_Given passage_
• • •

Take a close look at the arrangment of the tower in relation to the wall just to the left of it- the tower sticks out much more on the Psycho house.

Yes, the Psycho house was moved twice since it was built for the movie in 1959. For several years it stood next to the lake where Jaws attacks the tram tour, until it was moved out to a more open area of the backlot for filming of Psycho 2 in the early 80s. This is where it still stands today.

Mark


----------



## Bradleyfett (Jan 22, 2003)

Here is a picture of the house from Mr. Chicken, Harvey, etc. This is how the house appears on the back lot today. The round window has been removed and various other subtle changes have been made. 

Mark


----------



## DR. PRETORIOUS (Nov 1, 2000)

I just got the Ghost & Mr. Chicken, How to Frame a Fig The Reluctant Astronaunt & The Love God yesterday on dvd. :thumbsup:


----------



## StarshipClass (Aug 13, 2003)

Thanks, fellows!

The photos and other info is VERY enlightening! 

:thumbsup: I can't believe there is so much interest in the old Simmons' mansion but I'm very relieved to find that there are quite a few Don Knotts movie fans out there after all.

• • •

_Dataset_

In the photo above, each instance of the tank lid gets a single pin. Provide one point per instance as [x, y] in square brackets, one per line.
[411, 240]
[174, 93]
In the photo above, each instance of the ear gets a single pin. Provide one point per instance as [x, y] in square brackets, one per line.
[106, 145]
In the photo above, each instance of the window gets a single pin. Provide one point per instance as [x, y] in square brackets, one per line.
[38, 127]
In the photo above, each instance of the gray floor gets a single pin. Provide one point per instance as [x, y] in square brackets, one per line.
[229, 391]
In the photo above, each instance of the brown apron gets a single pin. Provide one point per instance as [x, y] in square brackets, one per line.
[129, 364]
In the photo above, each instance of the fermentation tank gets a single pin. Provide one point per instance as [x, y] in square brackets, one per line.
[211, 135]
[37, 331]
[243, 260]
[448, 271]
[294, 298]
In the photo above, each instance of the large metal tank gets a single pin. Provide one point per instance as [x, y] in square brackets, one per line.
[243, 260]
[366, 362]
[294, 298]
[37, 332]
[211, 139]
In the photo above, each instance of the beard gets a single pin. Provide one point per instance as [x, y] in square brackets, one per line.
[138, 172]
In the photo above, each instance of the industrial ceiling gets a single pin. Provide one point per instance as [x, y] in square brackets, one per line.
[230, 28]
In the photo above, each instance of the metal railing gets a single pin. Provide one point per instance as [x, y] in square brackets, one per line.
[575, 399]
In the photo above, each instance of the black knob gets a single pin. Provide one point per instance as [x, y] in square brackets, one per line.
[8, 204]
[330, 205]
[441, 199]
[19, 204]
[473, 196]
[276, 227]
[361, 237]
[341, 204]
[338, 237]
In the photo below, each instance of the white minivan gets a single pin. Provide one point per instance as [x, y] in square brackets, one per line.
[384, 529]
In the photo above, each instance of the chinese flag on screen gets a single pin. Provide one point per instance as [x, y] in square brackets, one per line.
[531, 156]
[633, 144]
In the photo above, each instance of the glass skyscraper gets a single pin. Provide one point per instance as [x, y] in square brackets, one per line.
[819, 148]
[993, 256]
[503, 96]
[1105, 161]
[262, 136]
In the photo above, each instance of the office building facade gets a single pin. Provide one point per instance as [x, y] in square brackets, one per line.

• • •

_Problems and tasks_
A – From the thread about the Psycho house, output the passage that begins at the words "Here is a picture" and ends after "have been made.", copied verbatim.
B – According to the thread about the Psycho house, where did the house stand for several years before it was moved for filming of Psycho 2?

_Answers below_
A –
Here is a picture of the house from Mr. Chicken, Harvey, etc. This is how the house appears on the back lot today. The round window has been removed and various other subtle changes have been made.

B – Next to the lake where Jaws attacks the tram tour.